• [Source]:
The plan was for the United States to supply 150 B-17 bombers and 350 fighter planes to Chiang Kai-shek by October 1, which were to be launched from Chinese airbases and attack Osaka, Kyoto, Kobe, and industrial areas of Tokyo and Yokohama.
By organizing a sneak attack on Japan, the Roosevelt administration was deceiving the American people.
In July, after obtaining the permission of French authorities, Japan stationed troops in the southern half of French Indochina, modern-day Vietnam, Laos, and Cambodia.
The United States and Great Britain had been using French Indochina as a conduit to transport large quantities of weaponry to Chiang’s government. Japan had troops stationed in northern French Indochina since August of the previous year with the permission of the French government in order to cut off Chiang’s supply lines.
23
Today, many experts believe that Japan’s forcible occupation of southern French Indochina on July 28 was the trigger that set off the war between the USA and Japan.
And yet, President Roosevelt had already approved a plan to bomb the Japanese mainland ten days before that.
Even so, Roosevelt’s surprise air strike was never put into action. The war in Europe was reaching a critical stage and, because large-sized bombers had to be quickly dispatched to Great Britain, it was too late for the US to deliver them to China.
Even now, most Americans believe that the attack on Pearl Harbor was a despicable sneak attack, but this propaganda was itself a “sneak attack” on the American people.
Economic sanctions that throttled Japan
In August, the US government froze Japanese assets within the United States and imposed a total trade embargo on Japan for all strategic materials, including petroleum. At that time, Japan had only two years’ worth of petroleum reserves, including petroleum for civilian use.
Japan was dependent on the United States for petroleum imports. At that time, the United States was the world’s largest producer of petroleum. For Japan’s armed forces, their fuel supplies drained lower and lower with each passing day. Without a supply of petroleum, Japan’s whole economy began to seize up. America was tightening its noose around Japan in the hopes of forcing Japan to fire the first shot.
After General MacArthur had been removed by President Truman as commander of the United States Army Forces in the Far East and returned to the United States, he testified on May 3, 1951 to the US Senate Joint Committee on Armed Services and Foreign Relations that, due to the US economic embargo, Japan had been left with no choice but to go to war in its own self-defense.
Because Japan was then under US occupation, MacArthur’s testimony was never reported in Japan.
MacArthur mentioned that the United States had embargoed the export of raw material to Japan, including the petroleum and scrap iron that are essential in industrial nations, and stated that, “They [The Japanese] feared that if those supplies were cut off, there would be 10 to 12 million people unoccupied in Japan. Their purpose, therefore, in going to war was largely dictated by security.”

• [Problem to solve]: List every target in Japan named for the bomber plan in the passage above about the road to war between the United States and Japan.

• [Dataset]:

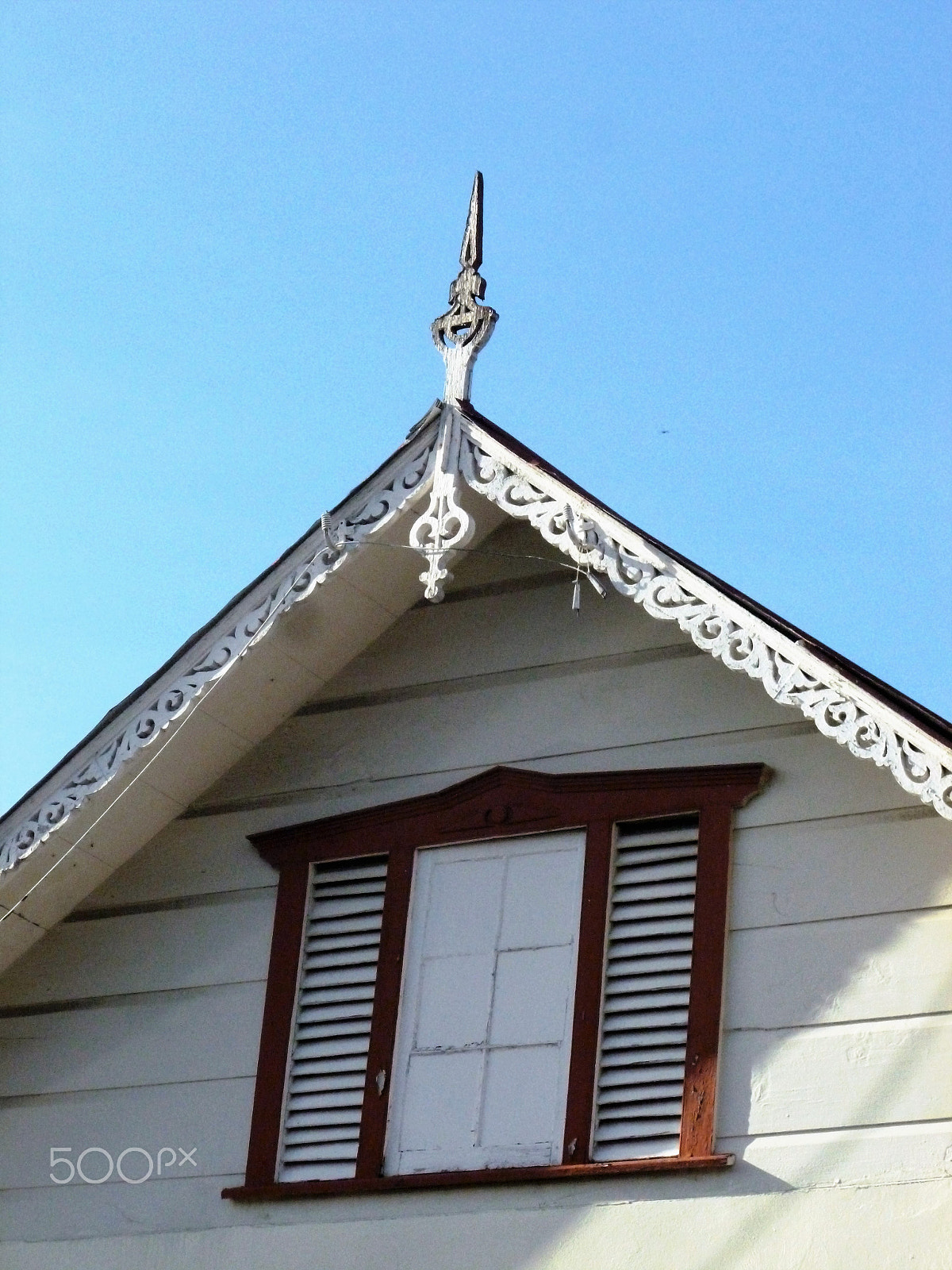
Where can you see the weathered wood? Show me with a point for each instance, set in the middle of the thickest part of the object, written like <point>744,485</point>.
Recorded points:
<point>221,943</point>
<point>194,1034</point>
<point>837,1076</point>
<point>209,1115</point>
<point>188,857</point>
<point>501,633</point>
<point>839,868</point>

• [Response below]: Osaka, Kyoto, Kobe, the industrial areas of Tokyo, and the industrial areas of Yokohama.